## [DATASET EXCERPTS]
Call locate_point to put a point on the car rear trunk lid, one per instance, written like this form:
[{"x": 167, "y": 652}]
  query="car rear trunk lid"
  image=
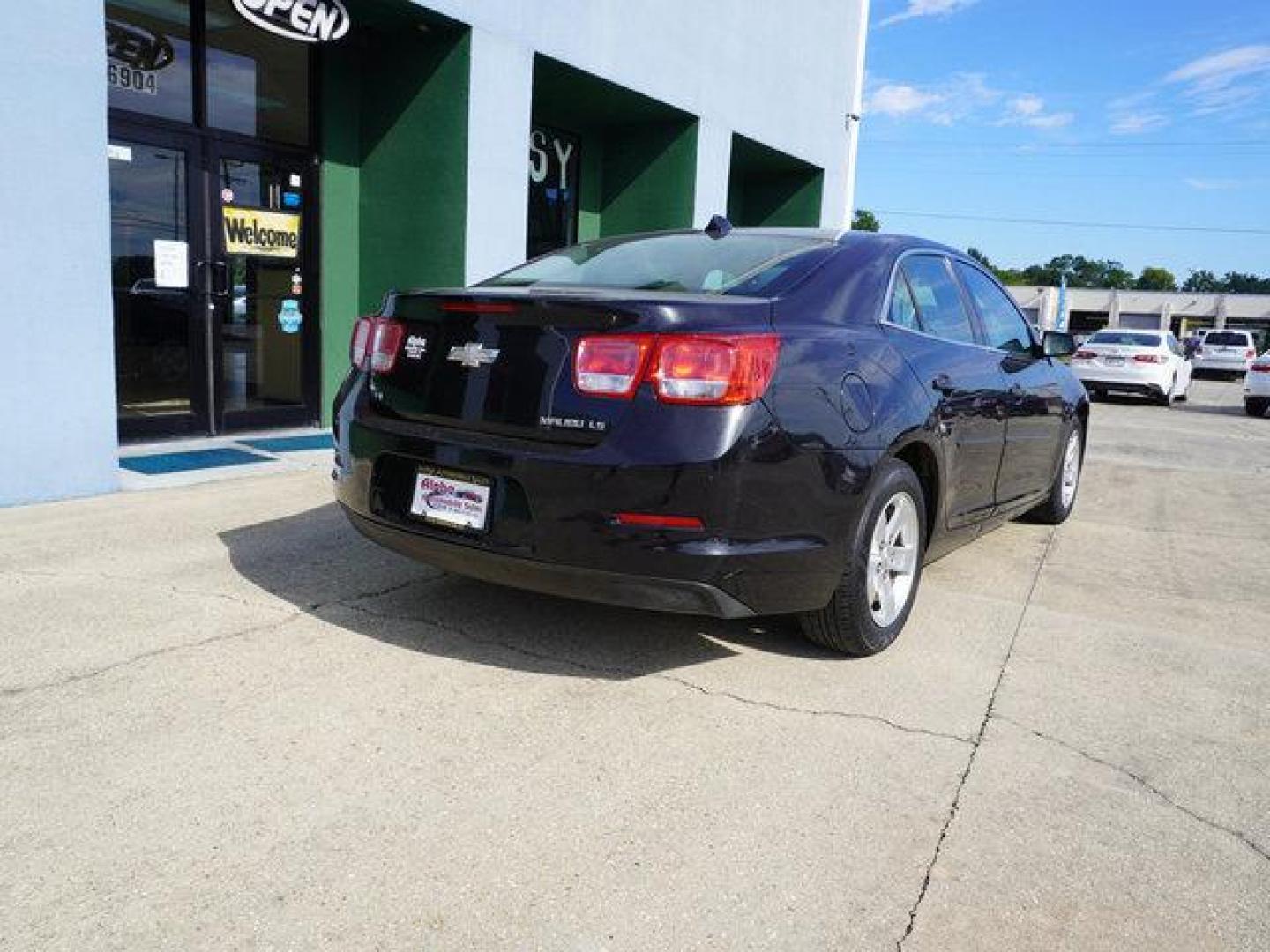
[{"x": 501, "y": 362}]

## [GIVEN INSTRUCTION]
Rewrite the rows above, substituting "tailgate" for every "trunk lid" and keeping everything else the same. Omit the pictures from your answer.

## [EXERCISE RESULT]
Call locate_point to put a point on the car rear tailgate, one per instance, written like this form:
[{"x": 167, "y": 652}]
  query="car rear tailgate"
  image=
[{"x": 501, "y": 362}]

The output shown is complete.